Required tasks —
1. In the article below, rewrite the paragraph beginning "She returned the next week, too" more briefly, keeping its main facts.
2. Swap "bare arm" for "human arm" in the part of the rows that opens with the line containing "arm, I would be grateful." and runs through the end of the rows. Give only that part, with nothing else changed.

Text —
○ ○ ○

Peggy Ray (center), Tracey Nelson (left) and Doris Drohin (right) organize food brought in by Jeannie Lish (background) at the Arlington Community Resource Center on Nov. 20. Ray began the center in the aftermath of the Oso mudslide and now oversees six family centers in Snohomish County. (Andy Bronson / The Herald)

Peggy Ray (center), Tracey Nelson (left) and Doris Drohin (right) organize food brought in by Jeannie Lish (background) at the Arlington Community Resource Center on Nov. 20. Ray began the center in the aftermath of the Oso mudslide and now oversees six family centers in Snohomish County. (Andy Bronson / The Herald)

She created a space for Oso mudslide survivors to heal

Suddenly there was a dire need for people to gather, talk and cry, in a place where they felt safe.

This is one of a collection of stories about philanthropy in Snohomish County.

ARLINGTON — Two months after the mudslide, Peggy Ray arrived at a cold schoolhouse basement in Oso.

She flipped on a heater, arranged the chairs in the shape of a horseshoe and waited for two hours, alone. She’d given out flyers for a grief group, but no one came. She turned off the heater, tore down the chairs and left.

A week later she returned. Same routine. Same result.

She returned the next week, too, and the week after that. Finally a man walked through the door. Tim Ward’s wife, Brandy, was among the 43 people who died March 22, 2014. He survived being buried alive.

That day he talked for two hours with Ray, a mother of seven kids. Grief doesn’t have a 12-step program.

“It’s a roller coaster, and it’s a figure eight,” Ray said. “You’re going to have triggers. Even three years, four years, 10 years down the road, something’s going to trigger you, and you’re going to cry. And you’ll think, ‘What’s wrong with me? It’s been 10 years.’ No, it’s a process, and those are triggers, and you’re never going to get over it. You’re going to get through it.”

○ ○ ○

Items —
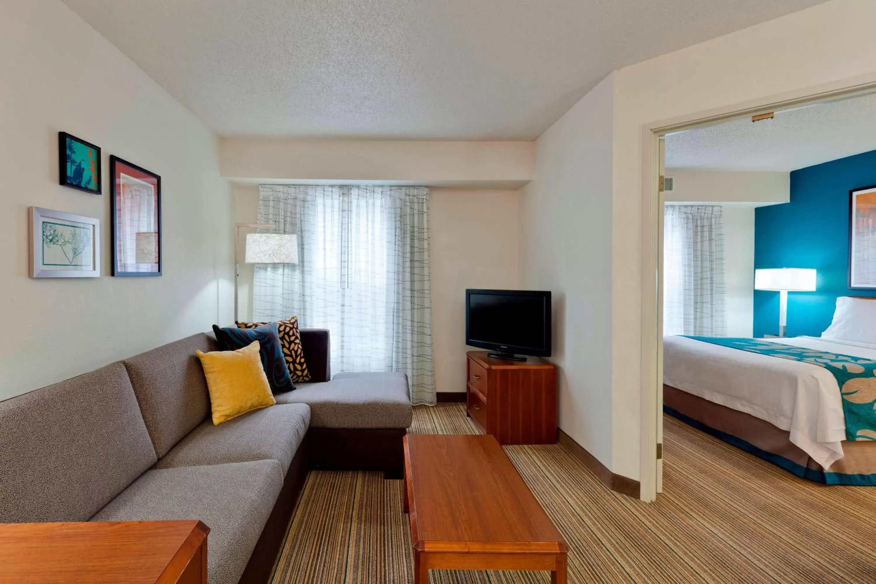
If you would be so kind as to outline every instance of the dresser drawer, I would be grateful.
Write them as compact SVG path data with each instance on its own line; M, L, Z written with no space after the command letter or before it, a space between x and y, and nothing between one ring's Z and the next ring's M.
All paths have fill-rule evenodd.
M485 433L487 431L487 405L481 400L480 396L477 395L477 391L472 391L469 388L469 403L467 405L469 410L469 415L471 416L472 419L477 422L477 425L481 426L481 429Z
M482 396L490 398L487 394L487 370L474 359L469 359L469 383L477 390Z

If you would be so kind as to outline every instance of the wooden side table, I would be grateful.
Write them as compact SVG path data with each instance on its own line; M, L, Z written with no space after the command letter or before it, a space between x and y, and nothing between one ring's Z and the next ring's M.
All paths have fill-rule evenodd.
M499 444L556 442L556 365L466 354L467 411Z
M0 524L0 582L207 584L200 521Z

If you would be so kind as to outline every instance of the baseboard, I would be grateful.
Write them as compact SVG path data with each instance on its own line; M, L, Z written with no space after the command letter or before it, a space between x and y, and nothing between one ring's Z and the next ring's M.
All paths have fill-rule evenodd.
M435 394L435 401L439 404L464 402L465 391L439 391Z
M596 475L597 478L603 484L611 490L618 491L623 495L634 496L637 499L639 497L640 486L639 481L633 481L632 479L612 473L596 456L587 452L586 448L572 440L572 437L563 432L562 428L558 429L557 433L557 442L566 448L566 450L572 453L572 455L587 467L591 473Z

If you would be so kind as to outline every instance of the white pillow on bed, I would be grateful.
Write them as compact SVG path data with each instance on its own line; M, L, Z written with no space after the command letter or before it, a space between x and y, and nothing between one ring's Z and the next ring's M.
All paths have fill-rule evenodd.
M876 298L837 298L833 321L822 338L876 344Z

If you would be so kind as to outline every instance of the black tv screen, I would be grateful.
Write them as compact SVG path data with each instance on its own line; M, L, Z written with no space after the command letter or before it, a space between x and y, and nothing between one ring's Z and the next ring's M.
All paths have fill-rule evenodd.
M550 292L466 290L465 342L503 354L550 356Z

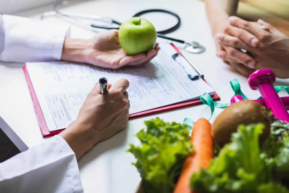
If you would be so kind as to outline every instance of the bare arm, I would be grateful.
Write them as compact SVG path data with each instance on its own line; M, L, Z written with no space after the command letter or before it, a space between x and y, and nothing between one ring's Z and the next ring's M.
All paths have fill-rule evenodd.
M218 32L220 22L236 14L239 0L205 0L206 11L213 35Z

○ ○ ○

Results for the exercise —
1. Ray kept coming back each week until a man finally came in. He was Tim Ward, who survived being buried alive. His wife, Brandy, was among the 43 people who died on March 22, 2014.

2.
If you would be so kind as to outline every instance of the human arm, I would be grateful.
Write them as compact SVG path data with each instance on its own line; M, L, Z written with no space after the command letter or before it, a space between x and y, and nothing between one ring's Z and the next ring's M.
All paths have fill-rule evenodd.
M218 32L220 22L236 14L239 0L205 0L206 11L213 35Z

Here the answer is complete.